Aufgabe 1 ▸ Gib aus dem Text über die Erdbeben in Groningen die Passage wortgetreu wieder, die bei „Das meteorologische Institut“ beginnt und bei „aufgeheizt.“ endet.

Textauszug ▸
.....

Nicht zuletzt als Ergebnis dieses Konflikts entsteht 2009 die
Bürgerinitiative Groninger Bodem Beweging (GBB). In den folgenden Jahren
werden die Aktivisten landesweit bekannt, denn bald darauf springt mit der
Fördermenge auch die Zahl der Erdbeben in die Höhe. 2011 sind es mehr als
80 pro Jahr, 2012 fast 100, 2013 gar mehr als 120. Im August 2012 wird bei
Huizinge mit 3,6 auf der Richterskala das stärkste aller Beben gemessen.
Das meteorologische Institut KNMI prognostiziert kurz darauf zukünftig
Magnituden zwischen 4 und 5. „Groningen“ wird zum nationalen Reizthema, bei
Ortsbesuchen des damaligen Wirtschaftsministers Henk Kamp ist die Stimmung
aufgeheizt.

.....

Aufgabe 2 ▸ Suche in den Einträgen jede Zeile, in der die Zeichenfolge „Target“ vorkommt, und schreibe diese Zeilen vollständig ab.

Vorliegende Einträge ▸
.....

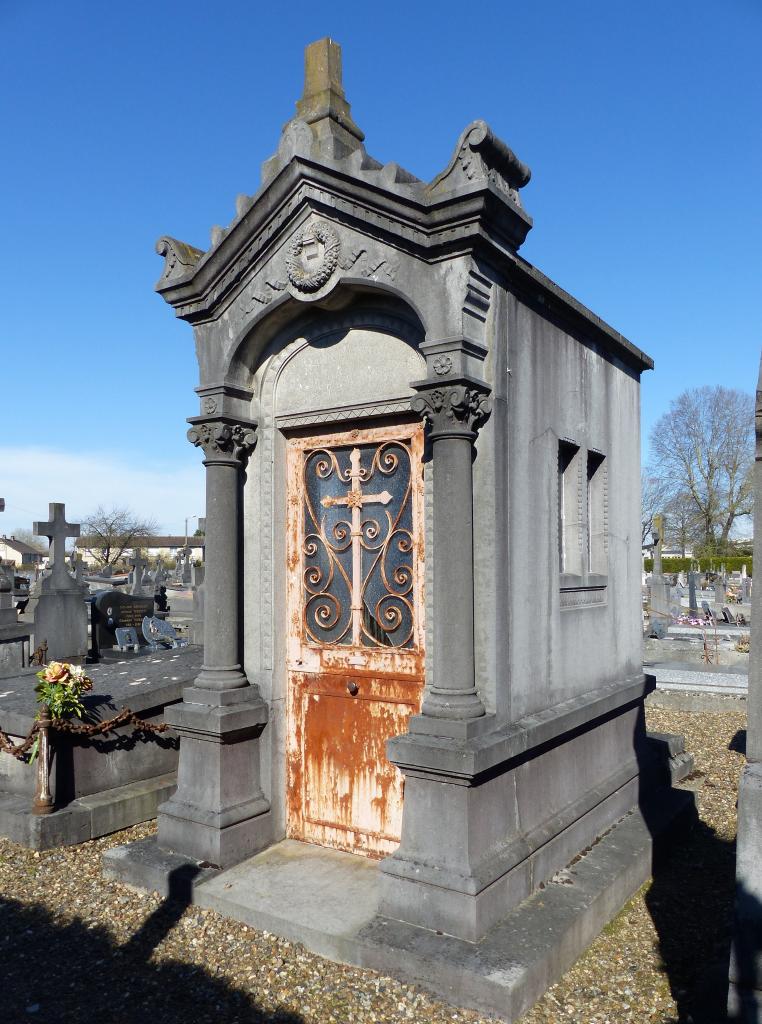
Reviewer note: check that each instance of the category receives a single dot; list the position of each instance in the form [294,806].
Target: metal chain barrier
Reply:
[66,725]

.....

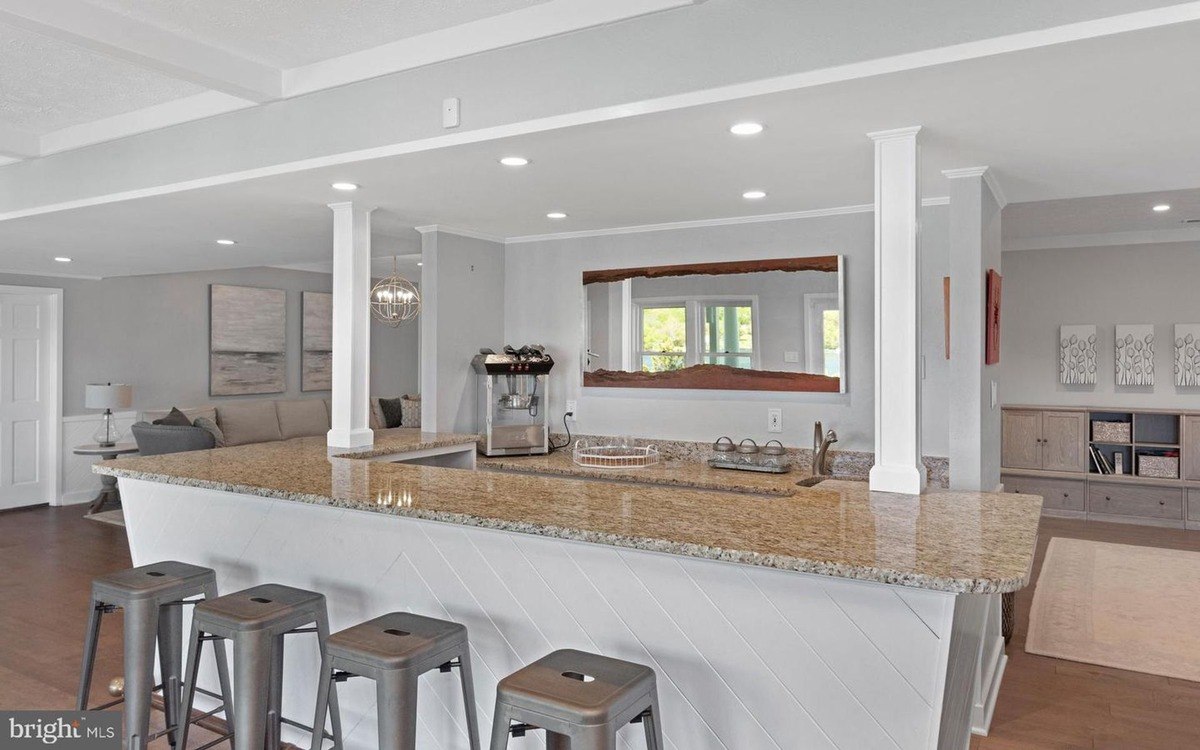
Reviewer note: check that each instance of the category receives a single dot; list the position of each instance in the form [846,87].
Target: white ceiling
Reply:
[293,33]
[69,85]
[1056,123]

.....

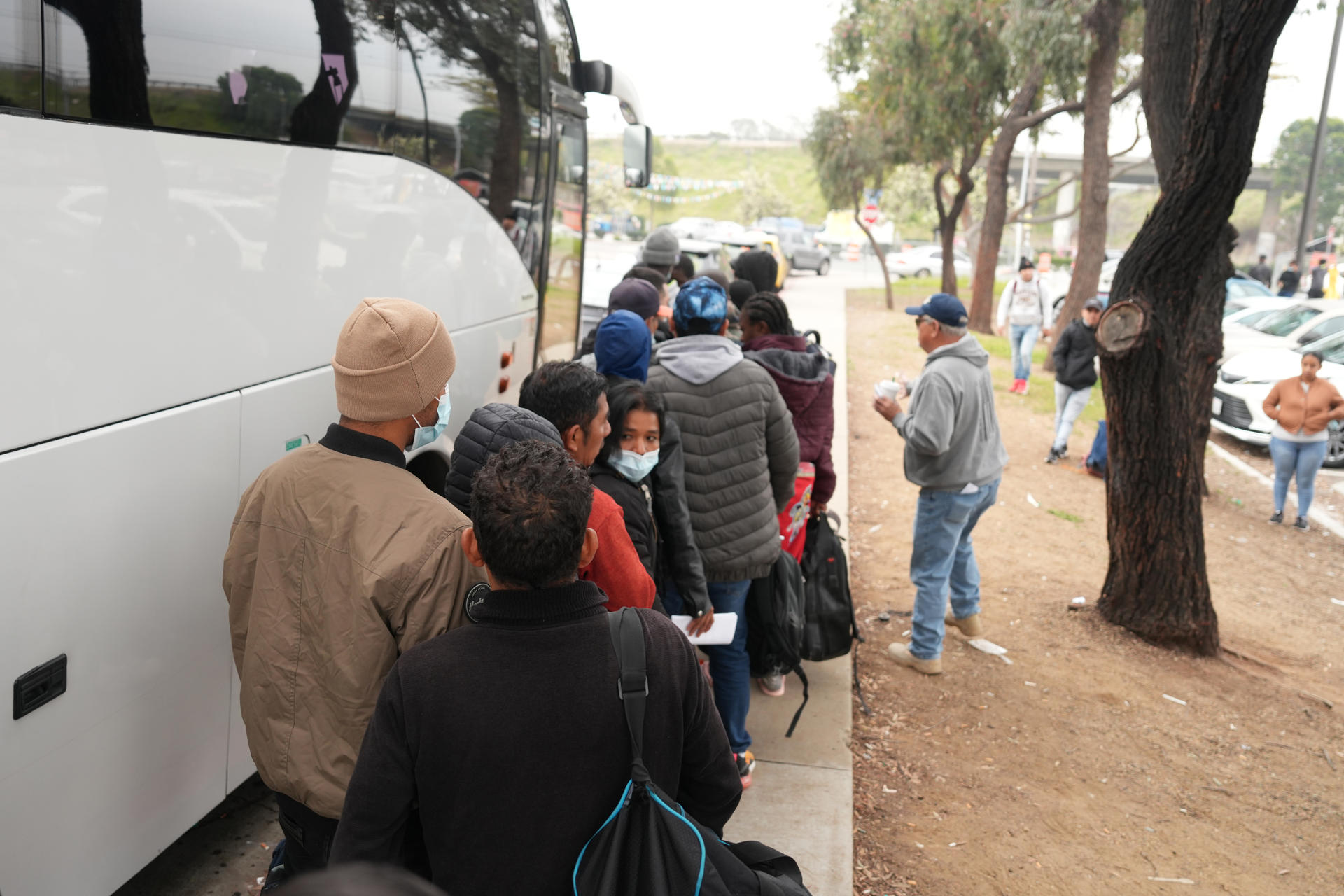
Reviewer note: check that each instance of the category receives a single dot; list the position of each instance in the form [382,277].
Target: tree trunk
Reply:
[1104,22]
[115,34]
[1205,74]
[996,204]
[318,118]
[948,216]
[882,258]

.....

Richtige Lösung 1 ▸
Das meteorologische Institut KNMI prognostiziert kurz darauf zukünftig
Magnituden zwischen 4 und 5. „Groningen“ wird zum nationalen Reizthema, bei
Ortsbesuchen des damaligen Wirtschaftsministers Henk Kamp ist die Stimmung
aufgeheizt.

Richtige Lösung 2 ▸
Target: metal chain barrier
Target: white ceiling
Target: tree trunk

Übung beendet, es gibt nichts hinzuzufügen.